- [Requirement]
Copy out the part of the records that opens with the line containing "the wooden post" and closes with the line containing "[[436, 354], [105, 356], [439, 354]]", requests included, and shift every coordinate in the answers by -29. Leave the pictures out.

- [Data supplied]
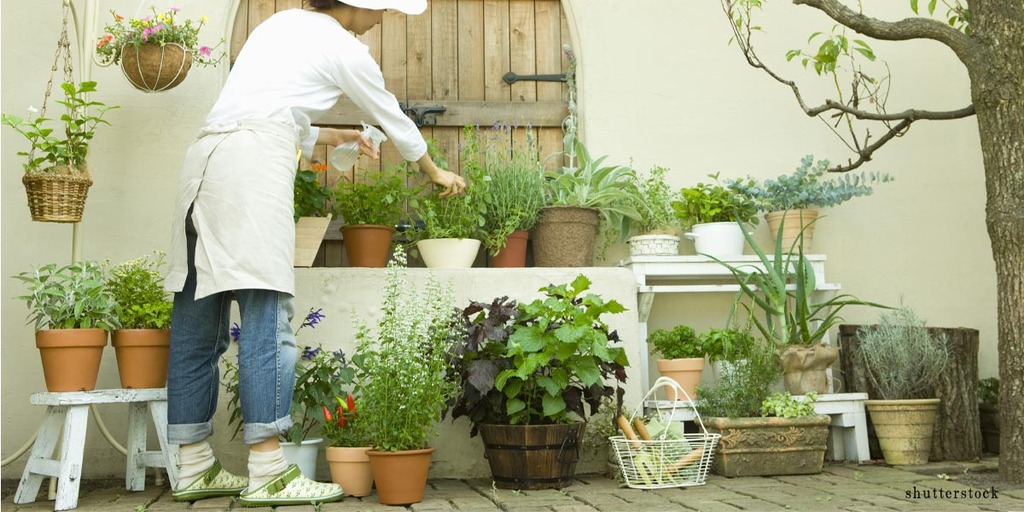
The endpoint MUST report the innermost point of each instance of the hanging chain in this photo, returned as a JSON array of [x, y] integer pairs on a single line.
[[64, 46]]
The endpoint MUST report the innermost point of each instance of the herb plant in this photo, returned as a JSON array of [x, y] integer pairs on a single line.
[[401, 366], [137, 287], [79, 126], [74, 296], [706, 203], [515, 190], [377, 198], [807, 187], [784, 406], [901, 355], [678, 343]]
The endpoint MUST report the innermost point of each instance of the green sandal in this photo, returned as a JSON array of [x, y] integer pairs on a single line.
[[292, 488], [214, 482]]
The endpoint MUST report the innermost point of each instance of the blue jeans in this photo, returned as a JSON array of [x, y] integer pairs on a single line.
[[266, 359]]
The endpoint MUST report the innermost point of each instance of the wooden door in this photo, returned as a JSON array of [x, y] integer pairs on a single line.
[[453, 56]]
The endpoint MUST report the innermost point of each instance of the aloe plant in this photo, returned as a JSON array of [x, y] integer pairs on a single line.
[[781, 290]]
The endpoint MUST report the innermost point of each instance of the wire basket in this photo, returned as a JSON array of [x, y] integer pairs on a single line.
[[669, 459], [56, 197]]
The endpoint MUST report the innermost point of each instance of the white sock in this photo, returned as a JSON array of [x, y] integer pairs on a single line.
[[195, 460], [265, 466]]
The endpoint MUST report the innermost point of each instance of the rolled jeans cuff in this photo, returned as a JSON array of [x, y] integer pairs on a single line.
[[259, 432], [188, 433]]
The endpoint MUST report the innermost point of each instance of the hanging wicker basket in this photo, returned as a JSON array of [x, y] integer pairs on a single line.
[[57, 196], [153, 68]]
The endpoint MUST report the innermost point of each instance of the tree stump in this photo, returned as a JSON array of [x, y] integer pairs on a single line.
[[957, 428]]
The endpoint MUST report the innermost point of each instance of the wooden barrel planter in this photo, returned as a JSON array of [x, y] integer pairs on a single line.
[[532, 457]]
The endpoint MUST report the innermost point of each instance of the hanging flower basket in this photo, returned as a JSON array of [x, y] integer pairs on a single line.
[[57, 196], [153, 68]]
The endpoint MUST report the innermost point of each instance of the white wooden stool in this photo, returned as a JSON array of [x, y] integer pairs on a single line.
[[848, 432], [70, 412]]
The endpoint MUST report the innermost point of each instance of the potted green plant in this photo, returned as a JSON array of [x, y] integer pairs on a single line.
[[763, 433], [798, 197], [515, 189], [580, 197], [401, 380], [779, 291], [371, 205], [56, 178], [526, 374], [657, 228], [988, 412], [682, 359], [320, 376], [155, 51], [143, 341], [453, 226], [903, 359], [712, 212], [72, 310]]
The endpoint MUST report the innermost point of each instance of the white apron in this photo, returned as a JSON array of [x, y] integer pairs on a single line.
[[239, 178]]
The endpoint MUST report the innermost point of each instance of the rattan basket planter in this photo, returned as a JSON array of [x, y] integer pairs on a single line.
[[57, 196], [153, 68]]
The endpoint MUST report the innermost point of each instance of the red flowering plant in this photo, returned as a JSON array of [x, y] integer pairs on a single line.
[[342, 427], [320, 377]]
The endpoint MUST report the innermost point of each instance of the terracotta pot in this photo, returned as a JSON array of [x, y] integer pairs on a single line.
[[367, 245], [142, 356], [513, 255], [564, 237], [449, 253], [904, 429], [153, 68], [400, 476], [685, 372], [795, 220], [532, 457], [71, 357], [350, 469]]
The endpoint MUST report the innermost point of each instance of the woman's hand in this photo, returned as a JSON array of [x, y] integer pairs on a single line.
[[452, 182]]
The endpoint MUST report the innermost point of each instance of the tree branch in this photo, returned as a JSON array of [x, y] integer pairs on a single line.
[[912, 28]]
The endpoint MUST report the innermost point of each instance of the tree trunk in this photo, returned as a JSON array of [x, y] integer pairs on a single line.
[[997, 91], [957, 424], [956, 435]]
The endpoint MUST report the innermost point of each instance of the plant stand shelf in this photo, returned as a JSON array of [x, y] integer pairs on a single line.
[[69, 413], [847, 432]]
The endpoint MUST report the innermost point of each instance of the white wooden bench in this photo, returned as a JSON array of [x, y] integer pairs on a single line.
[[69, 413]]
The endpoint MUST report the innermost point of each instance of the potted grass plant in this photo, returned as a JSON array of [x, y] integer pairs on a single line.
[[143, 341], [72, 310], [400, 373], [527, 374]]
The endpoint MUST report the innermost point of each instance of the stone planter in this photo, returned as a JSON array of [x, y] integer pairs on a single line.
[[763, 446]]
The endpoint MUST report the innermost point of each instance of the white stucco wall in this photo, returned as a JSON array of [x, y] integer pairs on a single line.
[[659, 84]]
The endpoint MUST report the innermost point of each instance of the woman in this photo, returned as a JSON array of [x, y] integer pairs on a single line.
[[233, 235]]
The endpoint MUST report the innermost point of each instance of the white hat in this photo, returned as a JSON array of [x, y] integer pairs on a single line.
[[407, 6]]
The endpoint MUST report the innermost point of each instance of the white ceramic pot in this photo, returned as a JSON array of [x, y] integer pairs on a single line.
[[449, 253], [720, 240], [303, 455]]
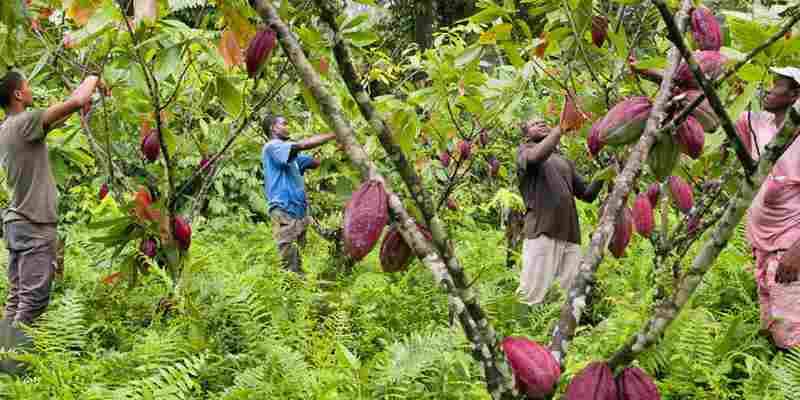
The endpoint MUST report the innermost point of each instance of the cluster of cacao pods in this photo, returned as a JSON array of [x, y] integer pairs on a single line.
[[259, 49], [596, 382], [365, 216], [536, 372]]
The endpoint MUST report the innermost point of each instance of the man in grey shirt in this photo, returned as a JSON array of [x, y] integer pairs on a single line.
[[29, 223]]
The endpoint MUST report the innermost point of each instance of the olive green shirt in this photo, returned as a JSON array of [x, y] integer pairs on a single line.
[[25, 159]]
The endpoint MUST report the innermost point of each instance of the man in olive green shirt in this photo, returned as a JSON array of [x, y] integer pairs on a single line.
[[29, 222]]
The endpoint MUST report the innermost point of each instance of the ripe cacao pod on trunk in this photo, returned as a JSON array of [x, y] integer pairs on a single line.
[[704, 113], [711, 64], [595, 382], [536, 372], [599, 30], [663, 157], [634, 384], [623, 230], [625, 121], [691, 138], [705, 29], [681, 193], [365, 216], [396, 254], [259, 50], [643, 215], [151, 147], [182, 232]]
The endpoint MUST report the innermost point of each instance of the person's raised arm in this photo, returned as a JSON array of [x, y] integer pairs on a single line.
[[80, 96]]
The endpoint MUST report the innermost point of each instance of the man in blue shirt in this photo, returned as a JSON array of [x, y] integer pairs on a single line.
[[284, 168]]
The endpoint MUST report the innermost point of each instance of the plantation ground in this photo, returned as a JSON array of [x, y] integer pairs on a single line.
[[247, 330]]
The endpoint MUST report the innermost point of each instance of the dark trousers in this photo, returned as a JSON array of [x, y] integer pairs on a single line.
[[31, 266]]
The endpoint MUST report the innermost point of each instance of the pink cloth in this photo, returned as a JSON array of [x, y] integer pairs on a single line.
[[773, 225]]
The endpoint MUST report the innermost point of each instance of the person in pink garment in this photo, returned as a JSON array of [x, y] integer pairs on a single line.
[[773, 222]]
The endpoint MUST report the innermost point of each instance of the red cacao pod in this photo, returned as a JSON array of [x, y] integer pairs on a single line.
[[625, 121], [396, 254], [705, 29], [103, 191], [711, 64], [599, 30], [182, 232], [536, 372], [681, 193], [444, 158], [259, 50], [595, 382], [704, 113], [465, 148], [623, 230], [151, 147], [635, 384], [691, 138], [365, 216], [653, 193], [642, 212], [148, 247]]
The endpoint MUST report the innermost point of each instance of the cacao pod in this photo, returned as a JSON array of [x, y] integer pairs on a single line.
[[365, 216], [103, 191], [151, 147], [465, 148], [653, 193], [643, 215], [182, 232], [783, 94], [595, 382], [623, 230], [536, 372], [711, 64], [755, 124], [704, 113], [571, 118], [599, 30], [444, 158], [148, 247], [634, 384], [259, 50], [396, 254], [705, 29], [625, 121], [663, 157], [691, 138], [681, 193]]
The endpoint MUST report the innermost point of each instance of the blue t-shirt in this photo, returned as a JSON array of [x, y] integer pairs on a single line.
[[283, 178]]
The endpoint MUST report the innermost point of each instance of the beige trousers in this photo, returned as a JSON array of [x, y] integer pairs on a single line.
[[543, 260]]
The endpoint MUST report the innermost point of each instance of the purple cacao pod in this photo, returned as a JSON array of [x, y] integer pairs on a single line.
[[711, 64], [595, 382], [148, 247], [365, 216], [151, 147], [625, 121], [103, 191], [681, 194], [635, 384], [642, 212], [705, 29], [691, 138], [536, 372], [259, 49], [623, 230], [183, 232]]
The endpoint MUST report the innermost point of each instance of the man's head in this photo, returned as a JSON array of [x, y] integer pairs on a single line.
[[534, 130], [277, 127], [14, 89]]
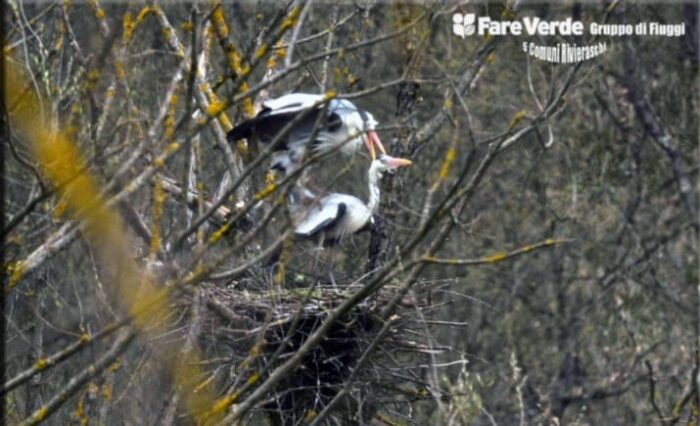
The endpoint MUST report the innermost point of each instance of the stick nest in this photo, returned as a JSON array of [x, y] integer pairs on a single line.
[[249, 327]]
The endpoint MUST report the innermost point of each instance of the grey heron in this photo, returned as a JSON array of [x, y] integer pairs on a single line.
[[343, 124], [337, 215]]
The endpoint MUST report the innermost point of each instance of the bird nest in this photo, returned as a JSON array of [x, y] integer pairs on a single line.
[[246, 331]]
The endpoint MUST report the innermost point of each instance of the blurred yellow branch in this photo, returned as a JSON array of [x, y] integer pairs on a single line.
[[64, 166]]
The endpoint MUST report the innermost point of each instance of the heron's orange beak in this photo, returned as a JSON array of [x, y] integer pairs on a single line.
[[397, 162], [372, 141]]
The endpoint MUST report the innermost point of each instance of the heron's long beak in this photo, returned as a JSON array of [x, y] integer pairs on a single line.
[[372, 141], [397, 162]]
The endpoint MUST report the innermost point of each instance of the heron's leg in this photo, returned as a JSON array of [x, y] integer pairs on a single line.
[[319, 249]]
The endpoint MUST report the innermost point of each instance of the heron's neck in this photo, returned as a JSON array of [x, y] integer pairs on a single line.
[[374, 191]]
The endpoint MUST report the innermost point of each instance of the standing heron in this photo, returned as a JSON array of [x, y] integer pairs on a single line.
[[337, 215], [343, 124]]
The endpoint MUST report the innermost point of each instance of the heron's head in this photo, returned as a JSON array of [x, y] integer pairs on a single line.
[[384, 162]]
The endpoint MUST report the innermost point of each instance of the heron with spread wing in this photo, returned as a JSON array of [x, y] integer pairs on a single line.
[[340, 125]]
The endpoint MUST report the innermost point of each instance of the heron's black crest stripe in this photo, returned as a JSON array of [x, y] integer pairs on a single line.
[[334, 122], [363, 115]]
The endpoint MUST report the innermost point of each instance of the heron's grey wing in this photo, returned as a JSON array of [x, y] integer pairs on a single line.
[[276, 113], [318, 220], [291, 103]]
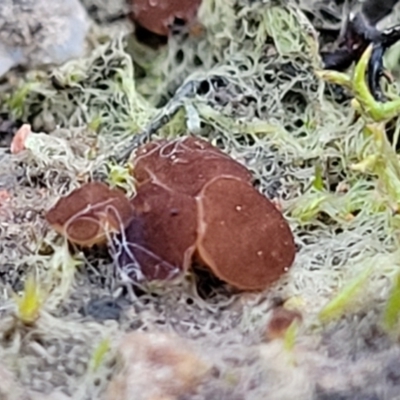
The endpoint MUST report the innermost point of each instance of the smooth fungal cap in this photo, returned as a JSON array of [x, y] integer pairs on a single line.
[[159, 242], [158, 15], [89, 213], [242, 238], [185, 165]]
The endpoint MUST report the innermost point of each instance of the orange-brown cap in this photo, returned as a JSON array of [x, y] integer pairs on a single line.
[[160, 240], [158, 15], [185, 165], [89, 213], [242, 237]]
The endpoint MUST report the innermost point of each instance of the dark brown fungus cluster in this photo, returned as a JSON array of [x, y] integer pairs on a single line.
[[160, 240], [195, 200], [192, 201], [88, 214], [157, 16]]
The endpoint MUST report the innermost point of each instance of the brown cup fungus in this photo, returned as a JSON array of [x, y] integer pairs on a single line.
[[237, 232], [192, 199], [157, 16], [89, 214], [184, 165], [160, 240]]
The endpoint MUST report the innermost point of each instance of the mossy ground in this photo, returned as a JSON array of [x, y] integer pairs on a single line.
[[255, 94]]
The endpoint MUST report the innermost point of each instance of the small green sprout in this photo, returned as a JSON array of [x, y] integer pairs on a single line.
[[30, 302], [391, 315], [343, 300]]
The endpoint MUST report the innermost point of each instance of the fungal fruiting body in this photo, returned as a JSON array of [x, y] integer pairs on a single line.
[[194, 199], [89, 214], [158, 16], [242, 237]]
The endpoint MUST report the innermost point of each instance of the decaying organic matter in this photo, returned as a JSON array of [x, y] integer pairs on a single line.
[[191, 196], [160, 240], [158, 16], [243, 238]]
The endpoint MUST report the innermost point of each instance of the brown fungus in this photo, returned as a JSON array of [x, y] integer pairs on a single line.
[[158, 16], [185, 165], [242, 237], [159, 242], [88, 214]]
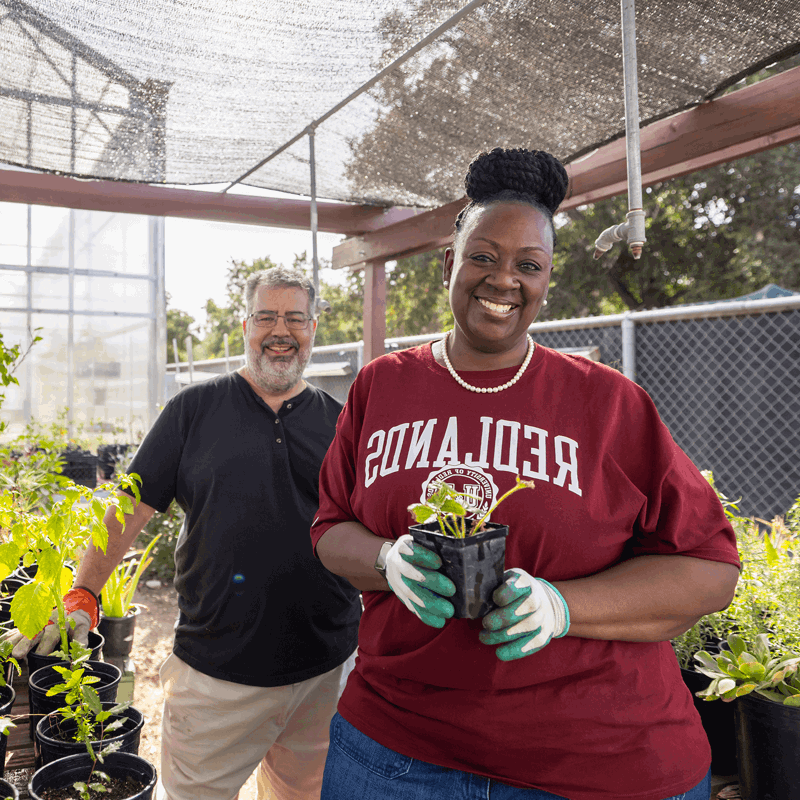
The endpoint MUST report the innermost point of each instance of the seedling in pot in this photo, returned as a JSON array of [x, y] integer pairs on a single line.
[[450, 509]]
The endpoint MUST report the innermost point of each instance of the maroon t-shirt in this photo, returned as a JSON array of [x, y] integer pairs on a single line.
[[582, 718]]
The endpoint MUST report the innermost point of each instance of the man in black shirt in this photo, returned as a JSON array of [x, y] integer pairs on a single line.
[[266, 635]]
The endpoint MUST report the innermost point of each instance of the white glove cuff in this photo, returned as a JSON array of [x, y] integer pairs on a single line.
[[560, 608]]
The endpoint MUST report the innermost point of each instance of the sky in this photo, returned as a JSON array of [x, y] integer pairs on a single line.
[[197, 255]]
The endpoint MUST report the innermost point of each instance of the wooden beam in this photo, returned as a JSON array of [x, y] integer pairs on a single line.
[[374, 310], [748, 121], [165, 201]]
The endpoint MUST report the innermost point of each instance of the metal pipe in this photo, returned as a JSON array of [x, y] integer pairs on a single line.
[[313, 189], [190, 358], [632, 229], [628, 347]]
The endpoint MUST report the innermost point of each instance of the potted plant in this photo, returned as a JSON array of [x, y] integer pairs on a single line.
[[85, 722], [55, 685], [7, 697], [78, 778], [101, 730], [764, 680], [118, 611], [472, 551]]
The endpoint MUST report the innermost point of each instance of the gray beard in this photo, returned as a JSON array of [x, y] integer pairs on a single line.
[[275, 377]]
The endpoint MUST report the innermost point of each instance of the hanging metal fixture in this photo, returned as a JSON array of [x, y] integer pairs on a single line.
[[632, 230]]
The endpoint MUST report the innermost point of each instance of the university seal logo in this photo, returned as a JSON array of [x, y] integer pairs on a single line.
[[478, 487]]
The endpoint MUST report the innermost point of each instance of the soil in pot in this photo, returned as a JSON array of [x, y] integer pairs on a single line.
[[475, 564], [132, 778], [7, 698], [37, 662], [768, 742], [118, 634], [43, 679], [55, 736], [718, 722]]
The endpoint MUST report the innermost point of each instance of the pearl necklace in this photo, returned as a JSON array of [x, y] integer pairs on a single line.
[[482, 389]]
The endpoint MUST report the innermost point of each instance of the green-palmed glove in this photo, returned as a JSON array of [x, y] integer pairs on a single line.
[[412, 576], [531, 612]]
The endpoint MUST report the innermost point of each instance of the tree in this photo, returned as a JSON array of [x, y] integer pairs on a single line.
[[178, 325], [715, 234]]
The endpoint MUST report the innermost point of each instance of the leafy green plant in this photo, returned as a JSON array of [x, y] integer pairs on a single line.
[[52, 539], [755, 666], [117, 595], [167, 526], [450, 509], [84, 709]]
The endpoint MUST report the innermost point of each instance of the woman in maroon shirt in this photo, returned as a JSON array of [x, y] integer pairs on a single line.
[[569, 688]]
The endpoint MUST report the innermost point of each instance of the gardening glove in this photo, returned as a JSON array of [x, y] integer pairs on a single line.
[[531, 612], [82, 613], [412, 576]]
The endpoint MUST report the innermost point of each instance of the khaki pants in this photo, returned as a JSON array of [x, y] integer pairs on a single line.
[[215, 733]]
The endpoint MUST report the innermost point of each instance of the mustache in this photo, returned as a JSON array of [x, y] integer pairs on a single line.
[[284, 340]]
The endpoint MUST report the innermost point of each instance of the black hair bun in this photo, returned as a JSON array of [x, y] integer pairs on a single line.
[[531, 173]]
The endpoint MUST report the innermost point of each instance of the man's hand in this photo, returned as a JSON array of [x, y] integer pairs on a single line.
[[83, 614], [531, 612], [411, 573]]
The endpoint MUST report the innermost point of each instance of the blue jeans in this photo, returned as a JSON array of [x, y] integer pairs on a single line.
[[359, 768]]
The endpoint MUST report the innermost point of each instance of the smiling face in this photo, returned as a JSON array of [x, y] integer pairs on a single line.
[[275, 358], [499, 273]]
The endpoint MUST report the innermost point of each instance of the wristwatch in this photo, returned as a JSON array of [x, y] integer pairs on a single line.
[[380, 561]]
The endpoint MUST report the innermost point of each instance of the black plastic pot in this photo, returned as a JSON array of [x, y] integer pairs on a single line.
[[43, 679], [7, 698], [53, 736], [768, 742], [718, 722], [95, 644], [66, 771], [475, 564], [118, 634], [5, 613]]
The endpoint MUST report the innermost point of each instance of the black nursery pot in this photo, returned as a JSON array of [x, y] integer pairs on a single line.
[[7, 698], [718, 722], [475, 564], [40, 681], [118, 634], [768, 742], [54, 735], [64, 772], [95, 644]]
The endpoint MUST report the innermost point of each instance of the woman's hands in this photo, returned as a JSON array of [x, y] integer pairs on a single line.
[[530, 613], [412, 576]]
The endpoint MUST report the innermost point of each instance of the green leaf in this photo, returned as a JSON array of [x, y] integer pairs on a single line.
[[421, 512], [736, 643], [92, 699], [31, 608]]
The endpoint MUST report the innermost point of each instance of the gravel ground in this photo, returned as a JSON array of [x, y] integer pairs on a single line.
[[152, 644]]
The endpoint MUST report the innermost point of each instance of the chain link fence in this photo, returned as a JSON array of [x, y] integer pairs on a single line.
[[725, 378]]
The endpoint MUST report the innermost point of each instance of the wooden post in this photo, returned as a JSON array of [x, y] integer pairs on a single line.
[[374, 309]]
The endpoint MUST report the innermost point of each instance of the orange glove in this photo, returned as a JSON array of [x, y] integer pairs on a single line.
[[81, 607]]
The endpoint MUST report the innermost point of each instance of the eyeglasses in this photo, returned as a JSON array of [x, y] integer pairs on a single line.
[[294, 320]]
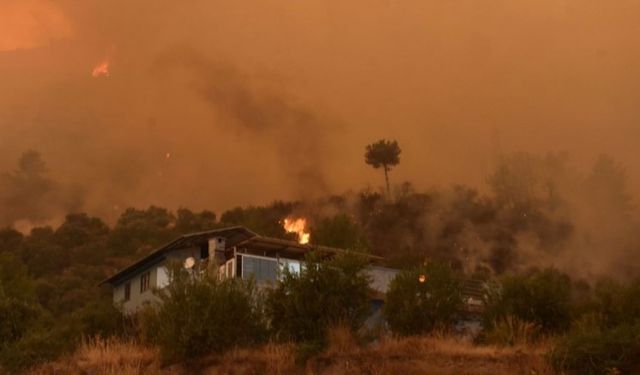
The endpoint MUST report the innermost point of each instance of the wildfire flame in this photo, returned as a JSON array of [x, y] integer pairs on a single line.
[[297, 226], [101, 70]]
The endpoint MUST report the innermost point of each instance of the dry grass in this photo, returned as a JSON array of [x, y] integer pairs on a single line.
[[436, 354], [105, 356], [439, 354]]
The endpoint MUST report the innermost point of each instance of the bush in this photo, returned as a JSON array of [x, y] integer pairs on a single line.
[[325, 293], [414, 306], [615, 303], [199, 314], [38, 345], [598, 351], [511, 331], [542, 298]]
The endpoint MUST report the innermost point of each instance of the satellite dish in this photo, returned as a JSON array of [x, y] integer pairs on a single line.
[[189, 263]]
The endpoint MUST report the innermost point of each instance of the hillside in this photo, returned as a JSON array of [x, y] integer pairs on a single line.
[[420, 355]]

- [Answer to this task]
The endpoint MUST report the innermost point of each instance of the wooden post in this photo, returned as a JSON array of [x, y] integer pairs on a single line.
[[345, 280]]
The endpoint MUST report the innermost point of each instance of the orange glove in this photo, returned as a JSON array of [x, y] integer pairs on a single line.
[[52, 578]]
The endpoint MUST report the innermost point of each instance of the eyeglasses in this photo, returned as a JSON array of [x, y] integer pairs on a single line.
[[265, 291]]
The endpoint MUST report the innermost point of each instance of the wildfire flame in this photo, returned as a JSON array of [x, y] integer pairs on a single line.
[[268, 197], [72, 41]]
The endpoint MUST report the innermost point of each instance of the dry grass in this photo, returned as a JSON array of [x, y] integer pairs on a single line.
[[407, 325], [76, 327], [410, 325]]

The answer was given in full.